▶ **Task directions**:
Find each line in the items below that contains the word "shirt" and copy those lines out in full.

══ Records for this task

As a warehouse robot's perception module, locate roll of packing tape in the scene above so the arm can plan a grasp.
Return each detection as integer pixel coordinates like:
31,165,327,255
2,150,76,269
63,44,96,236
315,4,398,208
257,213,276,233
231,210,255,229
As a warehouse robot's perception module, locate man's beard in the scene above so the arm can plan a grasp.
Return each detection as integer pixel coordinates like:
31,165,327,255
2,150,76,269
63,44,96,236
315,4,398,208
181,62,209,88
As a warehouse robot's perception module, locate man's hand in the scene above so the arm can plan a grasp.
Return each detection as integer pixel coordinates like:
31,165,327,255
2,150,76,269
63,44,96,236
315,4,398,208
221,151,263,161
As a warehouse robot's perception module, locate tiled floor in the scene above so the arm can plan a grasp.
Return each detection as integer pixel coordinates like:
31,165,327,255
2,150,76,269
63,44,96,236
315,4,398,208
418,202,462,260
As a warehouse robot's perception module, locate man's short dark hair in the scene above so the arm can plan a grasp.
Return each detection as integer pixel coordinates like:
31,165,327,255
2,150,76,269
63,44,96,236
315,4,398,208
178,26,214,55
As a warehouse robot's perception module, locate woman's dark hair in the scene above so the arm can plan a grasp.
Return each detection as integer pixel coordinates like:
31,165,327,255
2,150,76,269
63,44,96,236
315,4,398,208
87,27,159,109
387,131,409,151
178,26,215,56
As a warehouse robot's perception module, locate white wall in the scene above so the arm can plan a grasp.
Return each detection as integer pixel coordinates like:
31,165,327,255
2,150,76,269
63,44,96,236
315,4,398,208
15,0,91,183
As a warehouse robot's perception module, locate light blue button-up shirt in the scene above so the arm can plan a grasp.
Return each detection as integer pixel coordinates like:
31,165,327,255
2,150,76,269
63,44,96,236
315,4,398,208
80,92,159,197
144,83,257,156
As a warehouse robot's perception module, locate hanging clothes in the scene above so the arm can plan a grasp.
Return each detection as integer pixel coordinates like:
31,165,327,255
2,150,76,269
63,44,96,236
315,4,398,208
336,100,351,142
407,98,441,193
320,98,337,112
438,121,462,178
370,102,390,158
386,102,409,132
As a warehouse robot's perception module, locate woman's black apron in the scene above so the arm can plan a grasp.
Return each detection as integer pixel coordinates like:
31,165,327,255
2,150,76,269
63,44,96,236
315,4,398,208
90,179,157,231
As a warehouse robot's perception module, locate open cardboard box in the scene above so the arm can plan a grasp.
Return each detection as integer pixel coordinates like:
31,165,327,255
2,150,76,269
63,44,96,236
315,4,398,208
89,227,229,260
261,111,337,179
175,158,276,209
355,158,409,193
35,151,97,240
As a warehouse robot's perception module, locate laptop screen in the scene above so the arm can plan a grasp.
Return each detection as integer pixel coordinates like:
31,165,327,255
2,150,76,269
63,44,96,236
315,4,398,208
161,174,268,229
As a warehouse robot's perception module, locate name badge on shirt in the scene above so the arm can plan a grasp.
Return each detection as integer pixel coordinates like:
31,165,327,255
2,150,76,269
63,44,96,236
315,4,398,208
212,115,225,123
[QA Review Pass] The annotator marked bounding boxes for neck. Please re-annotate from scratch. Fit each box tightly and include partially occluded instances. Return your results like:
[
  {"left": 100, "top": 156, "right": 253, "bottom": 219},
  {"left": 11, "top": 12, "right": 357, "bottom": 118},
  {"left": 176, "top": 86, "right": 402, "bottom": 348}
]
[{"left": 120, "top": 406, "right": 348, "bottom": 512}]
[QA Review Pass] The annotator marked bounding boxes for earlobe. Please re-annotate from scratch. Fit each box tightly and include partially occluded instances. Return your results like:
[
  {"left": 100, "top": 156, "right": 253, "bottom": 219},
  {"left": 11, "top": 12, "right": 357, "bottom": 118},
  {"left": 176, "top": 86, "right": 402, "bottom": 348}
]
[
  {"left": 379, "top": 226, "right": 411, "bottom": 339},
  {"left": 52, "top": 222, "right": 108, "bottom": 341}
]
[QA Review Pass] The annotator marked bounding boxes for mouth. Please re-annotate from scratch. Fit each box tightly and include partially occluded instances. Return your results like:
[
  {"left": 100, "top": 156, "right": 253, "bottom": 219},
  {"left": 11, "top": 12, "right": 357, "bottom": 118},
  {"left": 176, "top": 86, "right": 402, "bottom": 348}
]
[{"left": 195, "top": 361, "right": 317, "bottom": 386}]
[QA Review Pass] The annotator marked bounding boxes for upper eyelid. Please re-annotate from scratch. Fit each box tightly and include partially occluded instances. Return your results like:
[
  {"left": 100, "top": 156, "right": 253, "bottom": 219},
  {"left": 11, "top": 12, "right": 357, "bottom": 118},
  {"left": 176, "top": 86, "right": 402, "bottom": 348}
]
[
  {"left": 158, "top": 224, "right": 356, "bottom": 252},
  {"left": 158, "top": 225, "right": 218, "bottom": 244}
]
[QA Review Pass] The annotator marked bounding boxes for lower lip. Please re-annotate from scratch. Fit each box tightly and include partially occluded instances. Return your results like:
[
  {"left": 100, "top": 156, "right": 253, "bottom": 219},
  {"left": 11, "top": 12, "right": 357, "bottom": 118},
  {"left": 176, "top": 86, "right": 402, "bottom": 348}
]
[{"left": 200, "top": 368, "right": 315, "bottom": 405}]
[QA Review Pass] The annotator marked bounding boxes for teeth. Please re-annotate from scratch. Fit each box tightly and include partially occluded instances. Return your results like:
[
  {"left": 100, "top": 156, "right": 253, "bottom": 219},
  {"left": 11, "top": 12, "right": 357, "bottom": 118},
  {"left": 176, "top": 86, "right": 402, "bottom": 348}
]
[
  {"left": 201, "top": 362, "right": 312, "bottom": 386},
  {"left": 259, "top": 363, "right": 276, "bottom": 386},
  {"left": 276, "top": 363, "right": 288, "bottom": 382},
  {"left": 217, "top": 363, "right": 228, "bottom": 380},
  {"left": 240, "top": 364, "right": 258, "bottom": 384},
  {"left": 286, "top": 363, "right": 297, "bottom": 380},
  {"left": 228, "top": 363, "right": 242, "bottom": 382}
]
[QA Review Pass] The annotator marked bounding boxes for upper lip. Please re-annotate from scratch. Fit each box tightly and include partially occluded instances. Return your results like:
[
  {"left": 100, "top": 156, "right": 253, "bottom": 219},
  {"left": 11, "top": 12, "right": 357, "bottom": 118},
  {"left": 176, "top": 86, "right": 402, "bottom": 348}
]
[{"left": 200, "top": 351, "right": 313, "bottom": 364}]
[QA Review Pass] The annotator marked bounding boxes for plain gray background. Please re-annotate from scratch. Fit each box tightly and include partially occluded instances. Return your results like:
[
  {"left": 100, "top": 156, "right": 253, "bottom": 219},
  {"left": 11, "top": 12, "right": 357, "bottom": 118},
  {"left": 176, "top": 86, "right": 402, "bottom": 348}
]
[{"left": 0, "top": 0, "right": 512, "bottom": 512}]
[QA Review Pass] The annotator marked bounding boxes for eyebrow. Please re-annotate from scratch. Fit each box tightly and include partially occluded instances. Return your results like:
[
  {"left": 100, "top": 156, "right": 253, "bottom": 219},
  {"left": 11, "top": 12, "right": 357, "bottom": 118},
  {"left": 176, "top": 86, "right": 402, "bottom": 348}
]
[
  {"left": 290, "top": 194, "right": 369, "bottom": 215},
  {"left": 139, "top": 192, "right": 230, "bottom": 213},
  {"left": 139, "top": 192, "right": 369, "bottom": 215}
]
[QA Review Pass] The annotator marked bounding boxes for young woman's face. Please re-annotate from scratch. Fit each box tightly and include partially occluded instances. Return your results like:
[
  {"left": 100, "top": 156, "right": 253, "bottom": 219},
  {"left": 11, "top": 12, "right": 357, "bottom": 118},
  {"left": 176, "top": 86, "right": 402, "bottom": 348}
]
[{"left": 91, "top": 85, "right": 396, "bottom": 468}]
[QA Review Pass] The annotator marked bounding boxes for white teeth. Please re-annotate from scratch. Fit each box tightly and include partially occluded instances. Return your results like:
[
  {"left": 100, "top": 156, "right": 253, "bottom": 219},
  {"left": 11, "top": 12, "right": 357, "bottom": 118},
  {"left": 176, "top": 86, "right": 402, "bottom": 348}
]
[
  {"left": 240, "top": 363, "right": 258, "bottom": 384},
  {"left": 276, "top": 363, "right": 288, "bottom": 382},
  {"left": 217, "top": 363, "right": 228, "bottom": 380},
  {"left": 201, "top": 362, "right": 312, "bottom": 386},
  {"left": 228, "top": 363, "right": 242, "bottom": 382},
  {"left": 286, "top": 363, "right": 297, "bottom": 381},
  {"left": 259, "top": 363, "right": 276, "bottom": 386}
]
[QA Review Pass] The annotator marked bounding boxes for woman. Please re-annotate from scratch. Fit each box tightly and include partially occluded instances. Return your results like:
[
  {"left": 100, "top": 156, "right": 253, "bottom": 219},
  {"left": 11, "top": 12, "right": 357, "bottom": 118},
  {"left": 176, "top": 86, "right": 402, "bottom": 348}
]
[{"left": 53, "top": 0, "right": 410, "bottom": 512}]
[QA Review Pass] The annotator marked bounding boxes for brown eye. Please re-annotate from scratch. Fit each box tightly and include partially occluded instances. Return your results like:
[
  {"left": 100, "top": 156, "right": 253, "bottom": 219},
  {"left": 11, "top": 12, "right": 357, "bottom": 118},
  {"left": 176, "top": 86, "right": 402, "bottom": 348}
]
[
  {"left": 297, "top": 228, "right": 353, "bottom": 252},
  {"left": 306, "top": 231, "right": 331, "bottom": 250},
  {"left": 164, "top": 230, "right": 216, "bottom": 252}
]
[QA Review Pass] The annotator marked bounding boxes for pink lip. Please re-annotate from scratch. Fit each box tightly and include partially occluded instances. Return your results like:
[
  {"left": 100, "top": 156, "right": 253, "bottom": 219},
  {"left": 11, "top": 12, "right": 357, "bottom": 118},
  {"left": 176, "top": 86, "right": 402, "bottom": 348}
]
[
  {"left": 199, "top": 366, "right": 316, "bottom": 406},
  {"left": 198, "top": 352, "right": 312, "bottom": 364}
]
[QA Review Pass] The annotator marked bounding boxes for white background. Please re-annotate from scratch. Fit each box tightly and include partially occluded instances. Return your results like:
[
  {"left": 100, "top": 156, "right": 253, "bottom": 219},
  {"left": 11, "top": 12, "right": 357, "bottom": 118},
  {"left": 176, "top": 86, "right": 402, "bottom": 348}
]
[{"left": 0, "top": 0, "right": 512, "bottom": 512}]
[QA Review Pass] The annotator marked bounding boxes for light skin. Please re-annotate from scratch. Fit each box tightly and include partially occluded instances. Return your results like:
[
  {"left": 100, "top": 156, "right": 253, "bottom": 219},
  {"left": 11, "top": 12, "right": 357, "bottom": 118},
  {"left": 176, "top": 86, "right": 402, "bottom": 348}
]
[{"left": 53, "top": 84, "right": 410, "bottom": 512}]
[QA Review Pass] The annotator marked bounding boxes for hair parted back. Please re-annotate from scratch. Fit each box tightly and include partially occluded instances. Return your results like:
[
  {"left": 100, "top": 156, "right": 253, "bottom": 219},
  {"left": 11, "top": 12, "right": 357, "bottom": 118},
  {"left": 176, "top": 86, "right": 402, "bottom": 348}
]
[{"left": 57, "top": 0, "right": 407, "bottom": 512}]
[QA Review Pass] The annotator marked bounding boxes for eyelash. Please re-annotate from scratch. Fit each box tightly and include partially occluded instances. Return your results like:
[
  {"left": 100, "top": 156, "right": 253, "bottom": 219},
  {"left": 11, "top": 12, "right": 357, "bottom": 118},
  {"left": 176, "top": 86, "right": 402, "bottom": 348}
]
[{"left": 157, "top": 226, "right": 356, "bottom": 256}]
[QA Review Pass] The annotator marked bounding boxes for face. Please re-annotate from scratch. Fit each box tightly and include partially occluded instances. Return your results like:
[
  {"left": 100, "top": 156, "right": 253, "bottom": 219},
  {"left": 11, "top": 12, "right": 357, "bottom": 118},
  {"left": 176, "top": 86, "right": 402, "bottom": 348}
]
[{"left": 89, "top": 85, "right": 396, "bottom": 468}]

════

▶ **Task output**:
As a warehouse robot's perception module, locate light blue button-up shirt in the scene above so the arm can plan a grasp.
As a warehouse robot's perception module, locate name badge on shirt in the scene above so the arm can plan a grasp.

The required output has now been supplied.